━━━ Data supplied ━━━

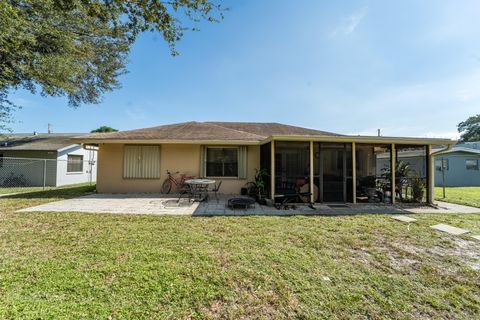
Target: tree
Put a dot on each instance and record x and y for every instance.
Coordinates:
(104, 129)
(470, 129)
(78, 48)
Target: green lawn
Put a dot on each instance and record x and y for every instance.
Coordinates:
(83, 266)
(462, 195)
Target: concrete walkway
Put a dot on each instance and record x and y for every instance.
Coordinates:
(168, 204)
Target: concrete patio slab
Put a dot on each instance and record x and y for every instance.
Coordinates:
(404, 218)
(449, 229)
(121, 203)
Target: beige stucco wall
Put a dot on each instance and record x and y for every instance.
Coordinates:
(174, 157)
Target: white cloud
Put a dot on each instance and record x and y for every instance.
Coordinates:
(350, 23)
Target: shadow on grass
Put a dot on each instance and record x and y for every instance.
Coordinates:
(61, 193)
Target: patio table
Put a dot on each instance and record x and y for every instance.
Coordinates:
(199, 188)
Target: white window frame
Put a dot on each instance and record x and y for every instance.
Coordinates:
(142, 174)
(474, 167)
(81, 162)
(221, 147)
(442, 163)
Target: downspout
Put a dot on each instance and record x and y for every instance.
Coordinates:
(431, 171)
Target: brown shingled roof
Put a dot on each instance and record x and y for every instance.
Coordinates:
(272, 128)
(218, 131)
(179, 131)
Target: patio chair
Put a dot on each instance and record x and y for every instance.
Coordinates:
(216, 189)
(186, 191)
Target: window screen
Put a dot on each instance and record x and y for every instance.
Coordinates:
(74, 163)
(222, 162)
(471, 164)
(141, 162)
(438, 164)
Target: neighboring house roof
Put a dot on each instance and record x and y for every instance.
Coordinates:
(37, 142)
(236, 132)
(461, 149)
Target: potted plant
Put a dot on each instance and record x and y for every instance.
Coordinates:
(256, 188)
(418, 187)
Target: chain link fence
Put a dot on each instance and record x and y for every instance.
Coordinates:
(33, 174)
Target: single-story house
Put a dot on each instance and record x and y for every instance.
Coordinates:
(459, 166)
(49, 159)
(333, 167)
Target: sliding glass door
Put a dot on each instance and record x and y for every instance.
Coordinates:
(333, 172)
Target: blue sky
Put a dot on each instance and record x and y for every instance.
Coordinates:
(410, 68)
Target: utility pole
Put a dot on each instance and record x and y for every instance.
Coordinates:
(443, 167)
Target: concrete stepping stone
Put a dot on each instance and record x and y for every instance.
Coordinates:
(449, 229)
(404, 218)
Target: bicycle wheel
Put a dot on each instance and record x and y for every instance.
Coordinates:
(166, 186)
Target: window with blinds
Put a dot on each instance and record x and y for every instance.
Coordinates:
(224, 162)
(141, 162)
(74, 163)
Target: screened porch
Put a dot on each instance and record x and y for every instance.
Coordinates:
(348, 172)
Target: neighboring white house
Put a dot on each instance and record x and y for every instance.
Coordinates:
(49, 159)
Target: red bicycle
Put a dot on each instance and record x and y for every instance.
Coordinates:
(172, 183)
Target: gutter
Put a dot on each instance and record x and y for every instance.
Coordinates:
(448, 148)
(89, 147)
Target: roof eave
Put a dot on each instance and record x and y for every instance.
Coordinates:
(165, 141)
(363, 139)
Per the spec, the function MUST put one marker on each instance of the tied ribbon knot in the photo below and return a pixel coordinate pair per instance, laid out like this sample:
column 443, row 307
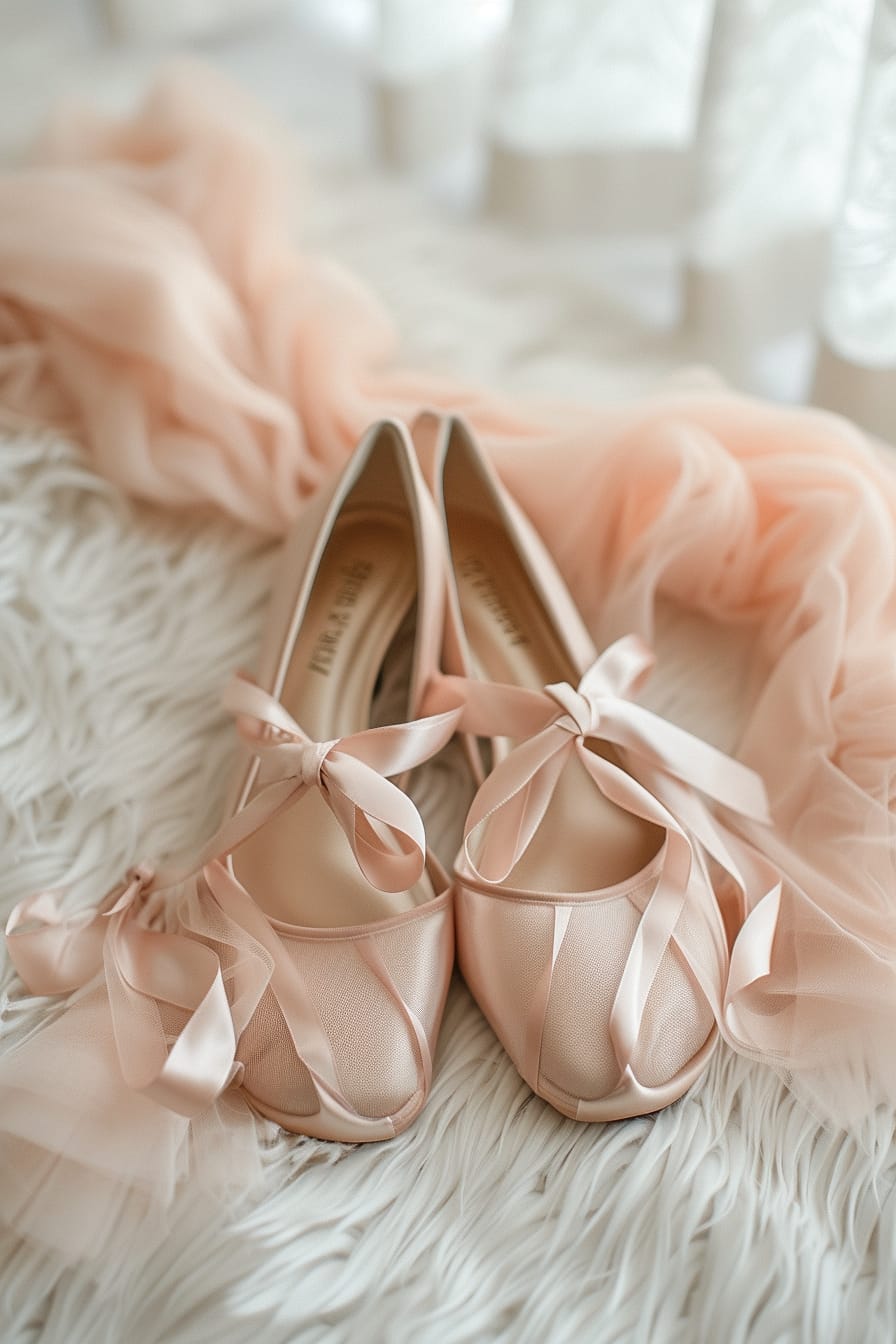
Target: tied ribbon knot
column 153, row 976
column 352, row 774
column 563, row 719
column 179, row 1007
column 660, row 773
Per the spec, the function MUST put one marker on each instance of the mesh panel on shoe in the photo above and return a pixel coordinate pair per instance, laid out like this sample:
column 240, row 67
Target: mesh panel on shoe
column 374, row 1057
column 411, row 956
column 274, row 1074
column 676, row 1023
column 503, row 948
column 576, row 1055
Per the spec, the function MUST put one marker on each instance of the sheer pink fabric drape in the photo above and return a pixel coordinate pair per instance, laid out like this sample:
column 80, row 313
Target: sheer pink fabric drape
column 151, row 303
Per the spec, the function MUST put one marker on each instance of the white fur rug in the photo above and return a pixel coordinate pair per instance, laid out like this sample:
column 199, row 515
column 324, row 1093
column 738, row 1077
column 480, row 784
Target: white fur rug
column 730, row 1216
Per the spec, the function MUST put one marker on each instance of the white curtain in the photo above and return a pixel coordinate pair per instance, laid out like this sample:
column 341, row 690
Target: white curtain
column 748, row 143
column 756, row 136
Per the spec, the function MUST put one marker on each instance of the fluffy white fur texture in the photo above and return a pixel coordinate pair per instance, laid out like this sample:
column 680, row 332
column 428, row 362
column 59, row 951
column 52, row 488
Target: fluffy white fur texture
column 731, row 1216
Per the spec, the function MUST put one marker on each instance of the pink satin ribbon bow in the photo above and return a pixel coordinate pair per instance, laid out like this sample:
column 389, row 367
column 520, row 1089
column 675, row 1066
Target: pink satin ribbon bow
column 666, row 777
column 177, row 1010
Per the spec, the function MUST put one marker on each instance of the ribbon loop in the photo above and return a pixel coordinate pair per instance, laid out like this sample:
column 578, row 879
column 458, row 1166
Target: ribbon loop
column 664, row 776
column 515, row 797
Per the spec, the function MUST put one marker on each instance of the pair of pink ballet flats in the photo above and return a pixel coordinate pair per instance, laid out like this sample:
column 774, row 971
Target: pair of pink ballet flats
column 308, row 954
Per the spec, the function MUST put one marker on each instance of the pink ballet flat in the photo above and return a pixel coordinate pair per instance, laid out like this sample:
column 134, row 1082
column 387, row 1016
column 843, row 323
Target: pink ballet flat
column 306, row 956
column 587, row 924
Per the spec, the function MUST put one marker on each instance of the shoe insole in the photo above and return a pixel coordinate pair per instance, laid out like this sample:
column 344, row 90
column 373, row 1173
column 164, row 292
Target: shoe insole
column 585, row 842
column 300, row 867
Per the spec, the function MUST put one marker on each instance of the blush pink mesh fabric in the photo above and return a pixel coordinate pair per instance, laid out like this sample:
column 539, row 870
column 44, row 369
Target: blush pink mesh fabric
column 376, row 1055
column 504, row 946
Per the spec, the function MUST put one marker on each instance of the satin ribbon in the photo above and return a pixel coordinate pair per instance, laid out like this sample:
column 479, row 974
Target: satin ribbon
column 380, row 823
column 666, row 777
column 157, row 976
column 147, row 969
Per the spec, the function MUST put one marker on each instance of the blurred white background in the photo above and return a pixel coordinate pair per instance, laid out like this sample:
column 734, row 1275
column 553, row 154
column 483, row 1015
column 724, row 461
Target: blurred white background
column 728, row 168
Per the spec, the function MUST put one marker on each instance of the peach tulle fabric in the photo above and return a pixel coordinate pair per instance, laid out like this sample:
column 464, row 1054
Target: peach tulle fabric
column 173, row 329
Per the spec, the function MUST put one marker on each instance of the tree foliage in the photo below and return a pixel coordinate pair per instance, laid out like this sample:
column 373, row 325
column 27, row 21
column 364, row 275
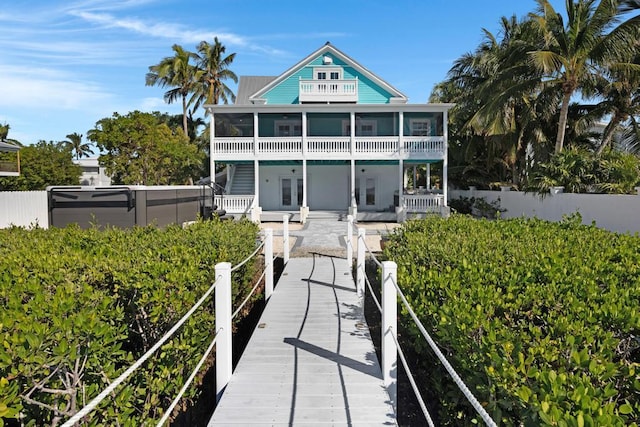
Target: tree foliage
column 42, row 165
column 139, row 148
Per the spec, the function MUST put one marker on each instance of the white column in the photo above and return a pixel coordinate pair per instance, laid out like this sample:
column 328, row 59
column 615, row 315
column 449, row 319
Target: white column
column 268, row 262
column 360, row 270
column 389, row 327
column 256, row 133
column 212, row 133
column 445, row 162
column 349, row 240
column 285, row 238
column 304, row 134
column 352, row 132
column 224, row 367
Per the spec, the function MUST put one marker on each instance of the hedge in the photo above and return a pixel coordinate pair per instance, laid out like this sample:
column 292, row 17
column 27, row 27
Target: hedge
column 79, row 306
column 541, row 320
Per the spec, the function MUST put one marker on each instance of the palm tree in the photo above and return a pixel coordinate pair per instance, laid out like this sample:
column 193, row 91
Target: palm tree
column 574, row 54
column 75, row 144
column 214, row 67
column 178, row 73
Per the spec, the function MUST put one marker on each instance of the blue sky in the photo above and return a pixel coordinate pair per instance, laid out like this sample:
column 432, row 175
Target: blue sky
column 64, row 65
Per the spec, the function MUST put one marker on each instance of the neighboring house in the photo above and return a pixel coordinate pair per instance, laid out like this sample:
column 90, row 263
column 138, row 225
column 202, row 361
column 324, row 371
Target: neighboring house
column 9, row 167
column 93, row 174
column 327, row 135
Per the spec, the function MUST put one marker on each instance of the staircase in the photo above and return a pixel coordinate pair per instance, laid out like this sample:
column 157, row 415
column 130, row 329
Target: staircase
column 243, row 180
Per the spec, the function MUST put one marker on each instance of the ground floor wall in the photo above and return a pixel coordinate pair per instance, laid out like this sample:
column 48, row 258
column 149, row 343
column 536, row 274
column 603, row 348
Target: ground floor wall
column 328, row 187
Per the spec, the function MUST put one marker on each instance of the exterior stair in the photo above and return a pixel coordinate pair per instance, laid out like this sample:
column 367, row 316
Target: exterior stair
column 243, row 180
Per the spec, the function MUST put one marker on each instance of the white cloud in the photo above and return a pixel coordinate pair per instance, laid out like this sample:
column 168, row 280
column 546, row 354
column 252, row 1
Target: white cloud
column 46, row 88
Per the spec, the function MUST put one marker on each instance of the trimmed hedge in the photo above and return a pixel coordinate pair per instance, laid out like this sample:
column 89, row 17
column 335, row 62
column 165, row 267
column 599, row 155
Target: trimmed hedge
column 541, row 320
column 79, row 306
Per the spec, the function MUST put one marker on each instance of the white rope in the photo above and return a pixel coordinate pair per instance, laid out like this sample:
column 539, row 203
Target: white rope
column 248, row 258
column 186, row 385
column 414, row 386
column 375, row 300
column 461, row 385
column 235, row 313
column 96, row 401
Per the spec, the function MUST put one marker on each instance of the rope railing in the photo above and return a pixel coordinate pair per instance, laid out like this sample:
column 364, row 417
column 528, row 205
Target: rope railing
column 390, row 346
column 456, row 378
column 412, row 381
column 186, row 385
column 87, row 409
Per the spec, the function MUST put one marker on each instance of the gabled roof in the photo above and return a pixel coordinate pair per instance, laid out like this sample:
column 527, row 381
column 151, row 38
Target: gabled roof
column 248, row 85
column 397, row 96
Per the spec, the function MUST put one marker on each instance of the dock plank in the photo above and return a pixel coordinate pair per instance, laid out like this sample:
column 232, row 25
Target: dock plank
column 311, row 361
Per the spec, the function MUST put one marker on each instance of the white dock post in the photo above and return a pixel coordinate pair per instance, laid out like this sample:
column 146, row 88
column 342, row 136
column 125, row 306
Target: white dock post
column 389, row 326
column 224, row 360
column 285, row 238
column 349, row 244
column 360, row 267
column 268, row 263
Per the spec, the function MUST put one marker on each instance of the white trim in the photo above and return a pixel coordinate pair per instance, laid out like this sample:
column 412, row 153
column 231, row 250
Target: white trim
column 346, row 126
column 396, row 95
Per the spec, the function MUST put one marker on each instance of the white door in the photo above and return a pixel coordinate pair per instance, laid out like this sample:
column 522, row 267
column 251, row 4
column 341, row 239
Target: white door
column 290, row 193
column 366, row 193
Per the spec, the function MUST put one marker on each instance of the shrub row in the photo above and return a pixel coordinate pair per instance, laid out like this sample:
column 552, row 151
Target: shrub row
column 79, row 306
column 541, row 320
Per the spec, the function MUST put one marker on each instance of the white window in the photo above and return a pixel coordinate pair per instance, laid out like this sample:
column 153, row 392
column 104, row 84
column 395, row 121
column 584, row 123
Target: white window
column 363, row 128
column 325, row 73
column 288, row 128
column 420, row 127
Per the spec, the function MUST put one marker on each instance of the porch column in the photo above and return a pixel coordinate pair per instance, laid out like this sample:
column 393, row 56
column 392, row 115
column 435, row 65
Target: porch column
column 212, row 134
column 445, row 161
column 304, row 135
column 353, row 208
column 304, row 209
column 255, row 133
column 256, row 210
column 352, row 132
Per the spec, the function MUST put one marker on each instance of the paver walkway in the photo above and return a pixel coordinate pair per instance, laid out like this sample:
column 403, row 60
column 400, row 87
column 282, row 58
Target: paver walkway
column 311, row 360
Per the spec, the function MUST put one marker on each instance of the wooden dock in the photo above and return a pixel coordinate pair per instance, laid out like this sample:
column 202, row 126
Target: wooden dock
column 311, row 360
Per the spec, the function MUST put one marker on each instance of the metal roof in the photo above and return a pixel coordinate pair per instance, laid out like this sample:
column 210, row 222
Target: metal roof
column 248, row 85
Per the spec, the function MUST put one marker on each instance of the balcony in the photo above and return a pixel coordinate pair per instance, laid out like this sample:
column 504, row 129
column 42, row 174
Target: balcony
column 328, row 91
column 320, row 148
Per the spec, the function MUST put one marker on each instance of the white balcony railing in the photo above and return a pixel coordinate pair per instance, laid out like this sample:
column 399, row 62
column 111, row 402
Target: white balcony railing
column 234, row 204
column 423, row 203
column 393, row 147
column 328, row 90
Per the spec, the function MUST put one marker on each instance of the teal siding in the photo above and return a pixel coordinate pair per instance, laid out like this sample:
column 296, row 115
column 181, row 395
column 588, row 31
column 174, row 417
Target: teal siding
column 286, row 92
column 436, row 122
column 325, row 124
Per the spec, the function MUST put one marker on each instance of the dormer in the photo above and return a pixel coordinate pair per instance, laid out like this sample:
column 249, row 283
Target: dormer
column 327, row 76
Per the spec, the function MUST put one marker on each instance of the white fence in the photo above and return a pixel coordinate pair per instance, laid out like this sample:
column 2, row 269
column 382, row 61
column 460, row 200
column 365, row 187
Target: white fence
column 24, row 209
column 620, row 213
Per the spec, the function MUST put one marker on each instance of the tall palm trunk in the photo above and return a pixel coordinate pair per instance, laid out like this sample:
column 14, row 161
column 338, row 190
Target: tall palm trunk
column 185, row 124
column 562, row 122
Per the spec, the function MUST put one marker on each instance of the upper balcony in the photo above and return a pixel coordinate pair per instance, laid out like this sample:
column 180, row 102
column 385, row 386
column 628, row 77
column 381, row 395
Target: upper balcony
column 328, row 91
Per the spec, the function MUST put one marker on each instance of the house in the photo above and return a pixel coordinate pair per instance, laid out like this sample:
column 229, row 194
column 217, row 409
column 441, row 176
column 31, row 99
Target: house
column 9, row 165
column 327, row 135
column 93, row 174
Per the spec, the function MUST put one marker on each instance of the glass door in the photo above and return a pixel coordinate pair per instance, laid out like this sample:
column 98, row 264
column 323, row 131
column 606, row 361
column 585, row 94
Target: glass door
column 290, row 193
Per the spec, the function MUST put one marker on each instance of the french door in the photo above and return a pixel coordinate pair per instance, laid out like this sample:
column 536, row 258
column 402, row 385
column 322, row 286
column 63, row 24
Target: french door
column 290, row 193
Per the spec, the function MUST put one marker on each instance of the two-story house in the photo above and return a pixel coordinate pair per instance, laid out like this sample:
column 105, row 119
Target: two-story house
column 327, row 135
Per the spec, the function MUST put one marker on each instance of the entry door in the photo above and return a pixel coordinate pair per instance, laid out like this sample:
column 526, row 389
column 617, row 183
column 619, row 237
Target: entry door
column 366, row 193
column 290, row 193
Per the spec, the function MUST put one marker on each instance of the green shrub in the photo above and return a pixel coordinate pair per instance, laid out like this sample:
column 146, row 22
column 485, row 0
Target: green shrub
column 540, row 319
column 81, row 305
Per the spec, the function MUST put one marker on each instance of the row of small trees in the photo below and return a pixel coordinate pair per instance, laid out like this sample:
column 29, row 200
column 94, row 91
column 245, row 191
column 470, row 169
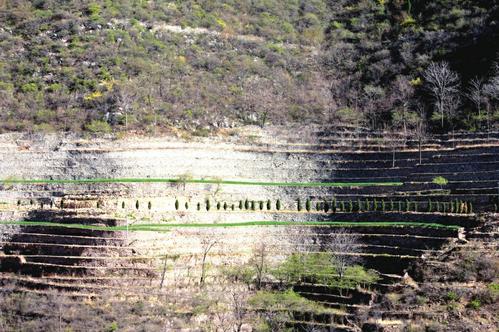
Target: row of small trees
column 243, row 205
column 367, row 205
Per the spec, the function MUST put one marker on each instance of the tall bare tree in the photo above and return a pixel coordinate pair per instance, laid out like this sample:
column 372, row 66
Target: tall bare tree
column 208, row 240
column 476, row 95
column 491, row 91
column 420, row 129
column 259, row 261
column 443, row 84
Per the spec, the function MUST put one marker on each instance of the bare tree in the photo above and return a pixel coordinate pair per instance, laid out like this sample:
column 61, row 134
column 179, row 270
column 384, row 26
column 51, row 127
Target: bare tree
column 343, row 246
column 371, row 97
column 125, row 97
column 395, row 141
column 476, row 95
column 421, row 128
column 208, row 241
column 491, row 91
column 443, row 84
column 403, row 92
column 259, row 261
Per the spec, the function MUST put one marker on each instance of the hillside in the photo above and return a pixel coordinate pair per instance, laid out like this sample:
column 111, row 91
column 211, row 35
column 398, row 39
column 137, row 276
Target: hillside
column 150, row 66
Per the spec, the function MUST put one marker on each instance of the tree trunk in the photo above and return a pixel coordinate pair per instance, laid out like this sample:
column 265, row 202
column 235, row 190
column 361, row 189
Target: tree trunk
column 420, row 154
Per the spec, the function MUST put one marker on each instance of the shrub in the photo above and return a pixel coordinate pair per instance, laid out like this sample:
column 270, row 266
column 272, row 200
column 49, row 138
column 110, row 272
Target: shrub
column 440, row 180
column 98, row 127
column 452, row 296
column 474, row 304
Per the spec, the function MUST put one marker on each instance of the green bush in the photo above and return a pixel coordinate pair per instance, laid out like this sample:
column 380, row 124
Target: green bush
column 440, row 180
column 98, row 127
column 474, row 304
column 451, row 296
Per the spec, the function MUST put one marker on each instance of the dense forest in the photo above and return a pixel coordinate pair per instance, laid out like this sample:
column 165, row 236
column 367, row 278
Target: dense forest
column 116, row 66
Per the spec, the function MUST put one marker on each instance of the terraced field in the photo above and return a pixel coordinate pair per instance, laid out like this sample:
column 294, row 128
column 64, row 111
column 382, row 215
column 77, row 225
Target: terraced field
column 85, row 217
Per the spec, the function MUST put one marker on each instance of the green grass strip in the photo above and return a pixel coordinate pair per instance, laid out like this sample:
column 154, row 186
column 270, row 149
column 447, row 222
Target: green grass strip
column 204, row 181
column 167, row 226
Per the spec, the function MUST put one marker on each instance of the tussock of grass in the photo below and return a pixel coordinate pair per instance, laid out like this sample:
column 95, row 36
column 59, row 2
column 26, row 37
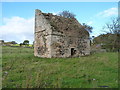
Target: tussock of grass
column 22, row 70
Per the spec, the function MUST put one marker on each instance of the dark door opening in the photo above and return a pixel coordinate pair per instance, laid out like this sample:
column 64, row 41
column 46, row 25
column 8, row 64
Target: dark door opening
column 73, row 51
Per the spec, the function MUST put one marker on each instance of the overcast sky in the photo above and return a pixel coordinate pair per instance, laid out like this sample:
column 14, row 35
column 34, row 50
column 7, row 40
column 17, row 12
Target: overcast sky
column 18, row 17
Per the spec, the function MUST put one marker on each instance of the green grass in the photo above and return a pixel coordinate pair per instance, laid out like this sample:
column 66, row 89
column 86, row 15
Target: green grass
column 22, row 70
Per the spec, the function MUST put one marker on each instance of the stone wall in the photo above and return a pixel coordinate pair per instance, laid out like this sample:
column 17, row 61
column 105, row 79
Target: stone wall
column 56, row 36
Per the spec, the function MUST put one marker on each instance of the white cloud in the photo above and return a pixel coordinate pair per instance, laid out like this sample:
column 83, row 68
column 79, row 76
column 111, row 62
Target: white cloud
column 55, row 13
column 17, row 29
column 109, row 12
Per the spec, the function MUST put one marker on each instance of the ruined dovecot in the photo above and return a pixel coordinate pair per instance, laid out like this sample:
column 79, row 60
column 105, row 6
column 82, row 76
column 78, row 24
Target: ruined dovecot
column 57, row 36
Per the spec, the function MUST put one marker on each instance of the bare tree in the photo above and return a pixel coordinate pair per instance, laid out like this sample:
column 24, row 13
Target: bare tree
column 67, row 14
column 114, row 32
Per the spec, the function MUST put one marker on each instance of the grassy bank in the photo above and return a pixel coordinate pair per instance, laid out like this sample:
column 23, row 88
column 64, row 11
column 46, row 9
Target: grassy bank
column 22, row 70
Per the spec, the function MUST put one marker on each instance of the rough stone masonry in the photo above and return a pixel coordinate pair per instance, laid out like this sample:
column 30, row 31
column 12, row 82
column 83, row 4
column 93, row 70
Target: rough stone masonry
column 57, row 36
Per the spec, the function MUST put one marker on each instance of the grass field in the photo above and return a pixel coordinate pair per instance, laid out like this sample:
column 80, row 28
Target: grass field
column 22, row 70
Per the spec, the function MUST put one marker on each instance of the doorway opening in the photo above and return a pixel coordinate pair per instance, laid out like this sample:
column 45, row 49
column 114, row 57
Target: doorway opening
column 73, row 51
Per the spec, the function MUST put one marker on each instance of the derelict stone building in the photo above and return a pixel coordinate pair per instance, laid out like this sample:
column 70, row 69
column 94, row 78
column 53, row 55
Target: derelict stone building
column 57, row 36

━━━

Copy the items word for word, starting at the line that contains "the tree foliage" and stopping after the line that contains "column 224, row 367". Leave out the picture.

## Task result
Per the spec, the function MUST put one marker on each instance of the tree foliage in the photo below and return a pixel coordinate pair per instance, laid out like this sample:
column 373, row 325
column 27, row 21
column 364, row 275
Target: tree foliage
column 42, row 165
column 139, row 148
Per the spec, the function MUST put one marker on each instance of the white column in the photo above and return a pixel coordinate pair per instance, laid out like this sample:
column 328, row 59
column 615, row 315
column 449, row 319
Target: white column
column 268, row 262
column 360, row 270
column 389, row 327
column 256, row 133
column 212, row 133
column 445, row 162
column 349, row 240
column 285, row 238
column 304, row 134
column 352, row 132
column 224, row 367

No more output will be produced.